→ Do this
Reproduce each of the following items verbatim, preserving every line exactly as it appears.

→ Dataset entries
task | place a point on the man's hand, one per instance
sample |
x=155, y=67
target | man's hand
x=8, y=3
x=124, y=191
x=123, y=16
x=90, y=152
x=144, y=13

→ Full solution
task | place a point on the man's hand, one per instance
sample |
x=155, y=67
target | man's hand
x=8, y=3
x=124, y=191
x=123, y=16
x=90, y=152
x=144, y=13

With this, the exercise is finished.